-- start Record extracts --
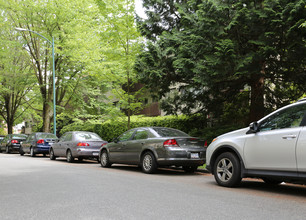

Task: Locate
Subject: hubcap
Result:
[67,151,71,161]
[101,153,107,166]
[143,155,153,170]
[217,158,234,182]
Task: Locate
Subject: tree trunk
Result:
[43,102,51,132]
[249,75,265,122]
[6,119,13,134]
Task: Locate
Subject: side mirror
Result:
[247,121,259,134]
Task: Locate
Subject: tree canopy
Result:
[137,0,306,123]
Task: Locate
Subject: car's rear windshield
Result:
[153,128,189,137]
[76,133,102,141]
[12,134,28,139]
[37,133,57,139]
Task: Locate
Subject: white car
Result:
[206,99,306,187]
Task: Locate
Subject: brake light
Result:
[37,139,45,144]
[164,139,179,147]
[77,142,89,147]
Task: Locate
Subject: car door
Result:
[109,129,135,162]
[22,134,34,153]
[1,135,9,151]
[52,133,68,156]
[124,129,149,164]
[60,132,72,156]
[296,110,306,174]
[244,104,306,172]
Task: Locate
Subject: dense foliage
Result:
[60,114,221,141]
[137,0,306,124]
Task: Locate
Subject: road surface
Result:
[0,153,306,220]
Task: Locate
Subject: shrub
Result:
[60,114,241,143]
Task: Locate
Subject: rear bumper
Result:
[206,165,211,173]
[157,158,205,166]
[8,144,21,152]
[34,147,50,154]
[74,148,99,158]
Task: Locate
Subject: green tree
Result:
[137,0,306,124]
[0,0,99,132]
[96,0,142,128]
[0,18,35,134]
-- end Record extracts --
Job ▸ Copy the data verbatim from its beginning through the line containing "[137,0,306,123]", including that line. Omit the pictures from your answer.

Exercise output ▸
Task: Locate
Subject: hubcap
Result:
[67,151,71,161]
[101,153,107,166]
[143,155,153,170]
[217,158,234,182]
Task: Locate
Subject: tree trunk
Result:
[43,102,51,132]
[249,75,265,122]
[6,119,13,134]
Task: Locate
Subject: side mirror
Result:
[247,121,259,134]
Task: Locate
Subject: tree canopy
Result:
[137,0,306,123]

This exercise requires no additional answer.